* What to do:
Please duplicate these items line for line as they appear below, but leave out the pictures.

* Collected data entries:
········

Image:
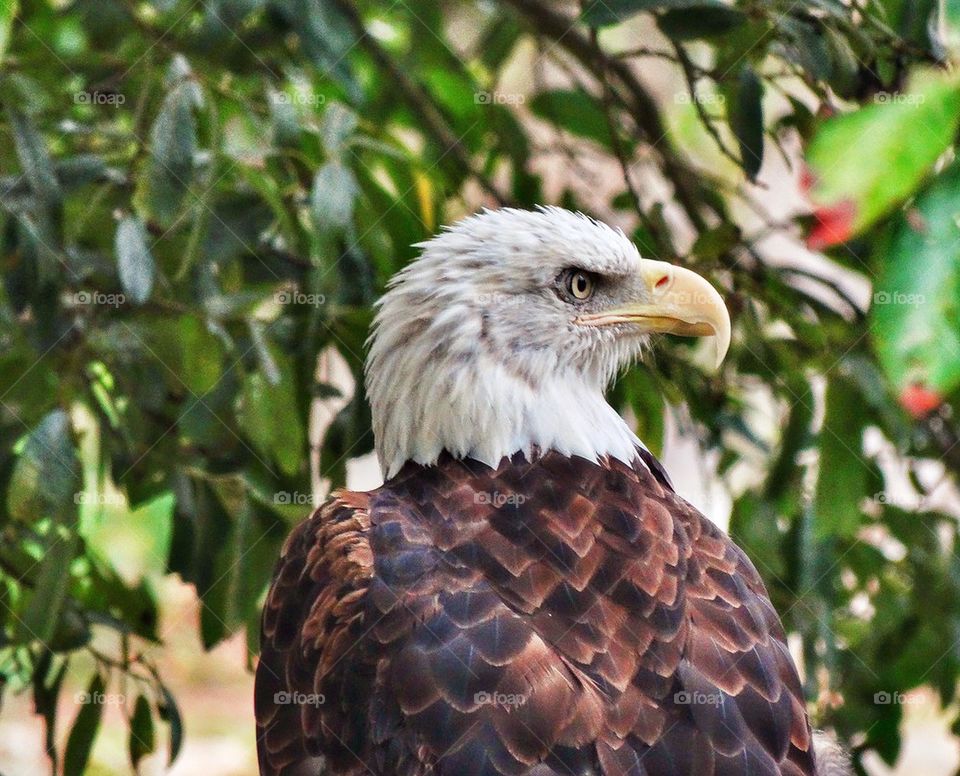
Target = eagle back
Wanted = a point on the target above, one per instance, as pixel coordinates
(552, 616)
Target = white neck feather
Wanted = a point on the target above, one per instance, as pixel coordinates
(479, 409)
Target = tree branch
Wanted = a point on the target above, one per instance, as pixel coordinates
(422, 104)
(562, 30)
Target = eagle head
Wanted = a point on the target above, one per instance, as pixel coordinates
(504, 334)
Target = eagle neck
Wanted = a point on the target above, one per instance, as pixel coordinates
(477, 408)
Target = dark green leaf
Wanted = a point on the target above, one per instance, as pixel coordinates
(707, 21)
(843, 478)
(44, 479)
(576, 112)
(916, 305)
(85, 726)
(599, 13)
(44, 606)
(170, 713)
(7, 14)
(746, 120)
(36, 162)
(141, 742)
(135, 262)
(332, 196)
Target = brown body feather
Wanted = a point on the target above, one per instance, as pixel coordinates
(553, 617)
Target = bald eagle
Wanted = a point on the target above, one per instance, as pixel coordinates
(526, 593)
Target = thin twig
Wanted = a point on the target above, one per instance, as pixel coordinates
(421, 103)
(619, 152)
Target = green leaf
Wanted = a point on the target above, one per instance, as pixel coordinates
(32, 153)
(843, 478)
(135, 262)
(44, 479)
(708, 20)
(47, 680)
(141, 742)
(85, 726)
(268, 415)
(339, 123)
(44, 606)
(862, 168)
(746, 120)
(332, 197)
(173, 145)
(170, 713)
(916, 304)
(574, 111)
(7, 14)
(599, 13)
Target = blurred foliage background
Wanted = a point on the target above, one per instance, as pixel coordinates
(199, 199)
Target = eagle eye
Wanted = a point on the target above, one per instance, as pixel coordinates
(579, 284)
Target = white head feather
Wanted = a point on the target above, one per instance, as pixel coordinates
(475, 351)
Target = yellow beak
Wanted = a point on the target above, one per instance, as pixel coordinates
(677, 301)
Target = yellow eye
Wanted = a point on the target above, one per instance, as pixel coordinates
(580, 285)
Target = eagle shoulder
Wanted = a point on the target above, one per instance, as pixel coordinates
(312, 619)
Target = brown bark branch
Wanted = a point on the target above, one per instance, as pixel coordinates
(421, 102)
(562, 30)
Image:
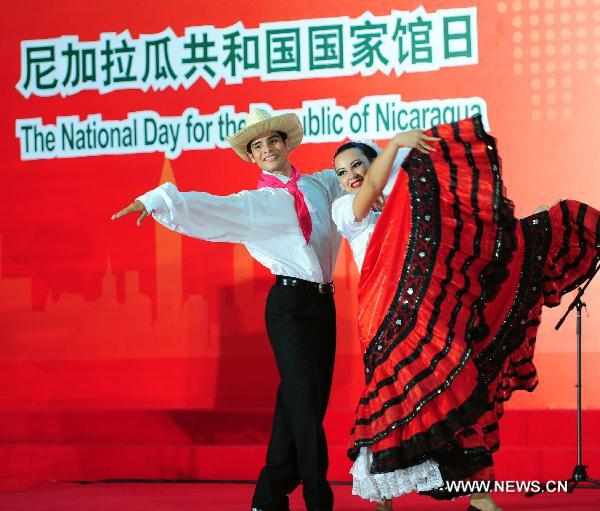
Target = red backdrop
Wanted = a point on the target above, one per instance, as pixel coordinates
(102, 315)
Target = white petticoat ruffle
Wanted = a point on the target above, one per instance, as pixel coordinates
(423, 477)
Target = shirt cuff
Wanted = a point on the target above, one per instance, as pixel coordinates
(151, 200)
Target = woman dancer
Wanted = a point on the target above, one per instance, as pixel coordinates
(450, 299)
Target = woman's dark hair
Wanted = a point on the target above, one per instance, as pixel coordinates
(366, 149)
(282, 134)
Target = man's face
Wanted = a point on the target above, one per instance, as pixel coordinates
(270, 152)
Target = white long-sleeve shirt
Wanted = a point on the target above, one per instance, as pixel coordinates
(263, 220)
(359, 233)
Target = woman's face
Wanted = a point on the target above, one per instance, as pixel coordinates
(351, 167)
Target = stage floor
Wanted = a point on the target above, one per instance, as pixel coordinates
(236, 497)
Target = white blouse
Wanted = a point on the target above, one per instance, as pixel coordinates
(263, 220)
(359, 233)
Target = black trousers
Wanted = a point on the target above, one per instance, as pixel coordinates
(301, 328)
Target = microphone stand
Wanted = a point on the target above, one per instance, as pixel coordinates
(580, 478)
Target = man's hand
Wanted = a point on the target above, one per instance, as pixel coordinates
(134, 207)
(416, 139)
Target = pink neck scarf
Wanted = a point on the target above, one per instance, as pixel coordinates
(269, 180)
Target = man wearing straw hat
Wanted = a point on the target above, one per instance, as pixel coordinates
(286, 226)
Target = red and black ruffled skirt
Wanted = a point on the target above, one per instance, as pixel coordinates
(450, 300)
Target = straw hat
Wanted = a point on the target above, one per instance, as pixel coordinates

········

* Result:
Image:
Target = eagle back
Wanted = a point on the target above, one per instance, as pixel coordinates
(552, 616)
Target = white neck feather
Wanted = a point on the target above, one per instance, as pixel coordinates
(479, 409)
Target = tree branch
Wanted = a point on the target above, one per instance, as pixel coordinates
(422, 104)
(562, 30)
Target = eagle head
Wanted = a point on the target above, one per instance, as pixel coordinates
(504, 334)
Target = eagle neck
Wanted = a point on the target above, one per instance, as pixel coordinates
(477, 408)
Target = dark green leaf
Wanted = a point on the target above, one per instance, as pixel coordinates
(707, 21)
(843, 478)
(44, 479)
(576, 112)
(916, 305)
(85, 726)
(599, 13)
(44, 606)
(170, 713)
(7, 14)
(746, 120)
(36, 162)
(141, 742)
(135, 262)
(332, 196)
Target = brown body feather
Wanted = a point on the target above, one per instance, as pixel coordinates
(553, 617)
Target = bald eagle
Wanted = a point on the target above, one per instance, as pixel coordinates
(526, 593)
Target = thin twig
Wanted = a point on the target above, one per instance, as pixel coordinates
(421, 103)
(619, 152)
Target = green leaf
Wanted = a point on the target above, one per instance, as pixel coordinates
(32, 153)
(843, 478)
(135, 262)
(44, 479)
(708, 20)
(47, 680)
(141, 742)
(85, 726)
(268, 415)
(339, 123)
(44, 606)
(862, 168)
(746, 120)
(332, 197)
(173, 145)
(170, 713)
(916, 304)
(574, 111)
(7, 14)
(599, 13)
Target = blurred foliage background
Wanted = a point on the target above, one per instance, as pixel coordinates
(199, 199)
Target = eagle eye
Wanted = a point on the target above, one per instance, as pixel coordinates
(579, 284)
Target = white head feather
Wanted = a point on the target above, one per instance, as pixel coordinates
(475, 351)
Target = yellow beak
Wanted = a point on the target above, one per instance, as pixel coordinates
(677, 301)
Target = yellow eye
Wanted = a point on the target above, one per instance, as pixel coordinates
(580, 285)
Target = eagle shoulder
Wanted = a point on the target above, one per instance, as pixel coordinates
(312, 619)
Target = brown bark branch
Wanted = a point on the target above, one per instance, as pixel coordinates
(421, 102)
(562, 30)
Image:
Target = red backdrop
Wanted = a point on the target above, one per instance, as pixel coordinates
(102, 315)
Target = white petticoat ruffle
Wanted = a point on the target above, one per instance, as pixel coordinates
(423, 477)
Target = shirt cuff
Wanted = a point on the target above, one per instance, as pixel coordinates
(151, 200)
Target = woman dancer
Wanted = a point on the target above, one per instance, as pixel coordinates
(450, 299)
Target = woman's dark hair
Wanted = a point on the target above, one per instance, as pixel coordinates
(366, 149)
(282, 134)
Target = man's face
Wanted = a point on the target above, one per instance, as pixel coordinates
(270, 152)
Target = white long-sleeve shirt
Wanted = a point on the target above, one per instance, as pixel coordinates
(263, 220)
(359, 233)
Target = woman's face
Wanted = a point on the target above, one per instance, as pixel coordinates
(351, 167)
Target = stage floor
Wanted = a point on the target above, one per instance, as pixel coordinates
(236, 497)
Target = white blouse
Wanted = a point on the target above, one per instance, as pixel coordinates
(263, 220)
(359, 233)
Target = black trousers
Wanted = a point on the target above, one per instance, as pixel coordinates
(301, 328)
Target = microphone stand
Wanted = a point on the target above, one per instance, as pixel coordinates
(580, 478)
Target = man's hand
Wanted = a point on the target above, one per instance, as pixel coordinates
(134, 207)
(416, 139)
Target = pink neck scarf
Wanted = a point on the target above, one per instance, as pixel coordinates
(269, 180)
Target = man wearing straw hat
Wanted = a point on the target above, one per instance, as pixel coordinates
(286, 226)
Target = red and black ruffled skirt
Wanted = a point on the target above, one per instance, as pixel coordinates
(450, 300)
Target = straw hat
Wanted = a point on the target above, one per instance, as pixel coordinates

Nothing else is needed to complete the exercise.